Copy out once more, exactly, the line with "the grassy meadow." and all the lines after it, up to the last line of the data.

Recorded data
__________

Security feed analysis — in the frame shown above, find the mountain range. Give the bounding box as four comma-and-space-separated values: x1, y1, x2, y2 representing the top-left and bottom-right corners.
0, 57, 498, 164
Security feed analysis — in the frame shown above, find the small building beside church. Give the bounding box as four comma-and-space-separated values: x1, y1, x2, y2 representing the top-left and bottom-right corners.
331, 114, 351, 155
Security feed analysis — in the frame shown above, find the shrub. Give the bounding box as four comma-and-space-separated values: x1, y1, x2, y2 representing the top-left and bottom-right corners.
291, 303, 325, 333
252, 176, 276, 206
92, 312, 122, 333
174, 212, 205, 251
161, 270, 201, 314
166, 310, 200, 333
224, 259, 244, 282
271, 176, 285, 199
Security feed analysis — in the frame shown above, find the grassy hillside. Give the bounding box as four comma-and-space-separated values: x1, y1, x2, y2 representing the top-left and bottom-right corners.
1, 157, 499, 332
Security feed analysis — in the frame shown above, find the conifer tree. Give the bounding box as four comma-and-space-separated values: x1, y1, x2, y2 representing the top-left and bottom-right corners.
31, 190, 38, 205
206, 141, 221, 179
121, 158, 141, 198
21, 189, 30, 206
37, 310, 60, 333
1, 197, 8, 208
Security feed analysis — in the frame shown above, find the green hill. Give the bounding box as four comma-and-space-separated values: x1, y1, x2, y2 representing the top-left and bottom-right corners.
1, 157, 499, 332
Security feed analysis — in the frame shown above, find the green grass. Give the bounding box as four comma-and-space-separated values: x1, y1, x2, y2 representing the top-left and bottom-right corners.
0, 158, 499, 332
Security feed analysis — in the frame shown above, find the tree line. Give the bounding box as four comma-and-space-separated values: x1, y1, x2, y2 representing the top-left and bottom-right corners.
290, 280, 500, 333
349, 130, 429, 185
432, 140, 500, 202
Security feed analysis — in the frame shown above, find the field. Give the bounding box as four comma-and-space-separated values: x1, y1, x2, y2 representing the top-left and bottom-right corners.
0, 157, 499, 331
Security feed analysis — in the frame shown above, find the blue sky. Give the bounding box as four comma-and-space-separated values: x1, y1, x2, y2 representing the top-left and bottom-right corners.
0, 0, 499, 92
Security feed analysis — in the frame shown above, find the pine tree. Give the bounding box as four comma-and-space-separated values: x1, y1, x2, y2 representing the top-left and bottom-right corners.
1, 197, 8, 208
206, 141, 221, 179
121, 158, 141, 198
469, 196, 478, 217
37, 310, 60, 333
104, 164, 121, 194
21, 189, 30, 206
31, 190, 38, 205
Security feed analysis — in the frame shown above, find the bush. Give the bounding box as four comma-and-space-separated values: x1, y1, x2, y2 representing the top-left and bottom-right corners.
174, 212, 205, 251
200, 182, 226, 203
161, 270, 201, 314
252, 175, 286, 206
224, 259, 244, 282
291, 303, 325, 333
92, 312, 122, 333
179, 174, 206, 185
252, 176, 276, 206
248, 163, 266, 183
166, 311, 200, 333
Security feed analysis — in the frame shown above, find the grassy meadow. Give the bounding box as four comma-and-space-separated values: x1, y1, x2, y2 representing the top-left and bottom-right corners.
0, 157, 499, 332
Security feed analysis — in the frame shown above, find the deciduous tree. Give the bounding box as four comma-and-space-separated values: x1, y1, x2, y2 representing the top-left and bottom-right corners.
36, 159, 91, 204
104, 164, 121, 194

__________

# EXPECTED ANSWER:
Security feed analysis — in the frame shown above, find the grassy meadow. Give the bounding box as four comma-and-space-separated values: x1, y1, x2, y2 representing the top-left and bottom-right corners.
0, 157, 499, 332
Security feed analysis — in the frame shown above, find the deciduous tree. Give the bounding box as four comma-and-space-separated values: x1, y1, x2, y2 representing the top-left and bottom-right corners.
36, 159, 91, 204
104, 164, 121, 194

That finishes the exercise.